> _STATED TASK_:
Reproduce exactly, with no other output, every line of the data below from the line containing "drop a point: the snowy field" to the end, inclusive.

> _ENTRIES PROVIDED_:
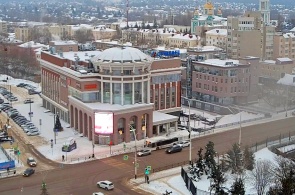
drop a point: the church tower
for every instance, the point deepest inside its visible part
(265, 11)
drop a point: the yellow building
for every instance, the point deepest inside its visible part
(284, 45)
(216, 37)
(3, 26)
(62, 31)
(22, 33)
(102, 32)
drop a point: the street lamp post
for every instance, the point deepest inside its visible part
(135, 153)
(240, 134)
(189, 129)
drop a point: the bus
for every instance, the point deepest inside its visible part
(161, 143)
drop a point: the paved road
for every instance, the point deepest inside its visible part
(81, 178)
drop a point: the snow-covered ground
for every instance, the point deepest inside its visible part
(175, 184)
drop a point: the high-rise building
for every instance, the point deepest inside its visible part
(265, 11)
(248, 36)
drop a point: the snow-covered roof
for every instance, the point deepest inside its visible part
(206, 48)
(160, 118)
(32, 44)
(64, 42)
(121, 55)
(81, 55)
(184, 37)
(288, 79)
(217, 31)
(222, 63)
(79, 26)
(287, 35)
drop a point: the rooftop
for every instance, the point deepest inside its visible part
(121, 55)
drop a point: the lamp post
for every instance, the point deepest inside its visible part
(189, 130)
(240, 133)
(135, 152)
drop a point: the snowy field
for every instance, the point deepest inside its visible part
(84, 146)
(176, 185)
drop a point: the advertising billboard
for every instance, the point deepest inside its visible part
(103, 123)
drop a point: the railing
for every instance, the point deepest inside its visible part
(6, 154)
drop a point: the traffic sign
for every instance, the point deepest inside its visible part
(149, 168)
(125, 157)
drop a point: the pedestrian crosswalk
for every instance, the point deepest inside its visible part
(120, 164)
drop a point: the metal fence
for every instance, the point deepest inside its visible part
(190, 184)
(274, 140)
(6, 154)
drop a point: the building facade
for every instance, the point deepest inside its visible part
(141, 93)
(284, 45)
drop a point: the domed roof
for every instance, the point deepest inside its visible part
(196, 12)
(121, 55)
(208, 5)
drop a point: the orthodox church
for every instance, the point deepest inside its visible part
(206, 17)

> _EXERCISE RESPONSE_:
drop a point: the snowy field
for every instance, the point deepest inside its visible part
(84, 146)
(176, 185)
drop a point: the advertising billboard
for every instance, the point deepest inside its visible part
(103, 123)
drop a point: the railing
for every instance, the point deepest inside its visible part
(6, 154)
drop a point: the traffic sign
for every instance, the point deepest inside its visible part
(149, 168)
(125, 157)
drop a point: the pedestrian crosswalk
for every instance, the point deepest inside its visible part
(120, 164)
drop a point: the metal fence
for every instance, the point deepest inside its visible part
(190, 184)
(274, 140)
(6, 154)
drop a point: the building facade
for every instance, the point deepest inside its visible part
(141, 93)
(284, 45)
drop a point: the domed roof
for every instance, the point deepest inside its visible part
(196, 12)
(121, 55)
(208, 5)
drop a point: the orthodox church
for every instance, the point deepest inside its visible part
(206, 17)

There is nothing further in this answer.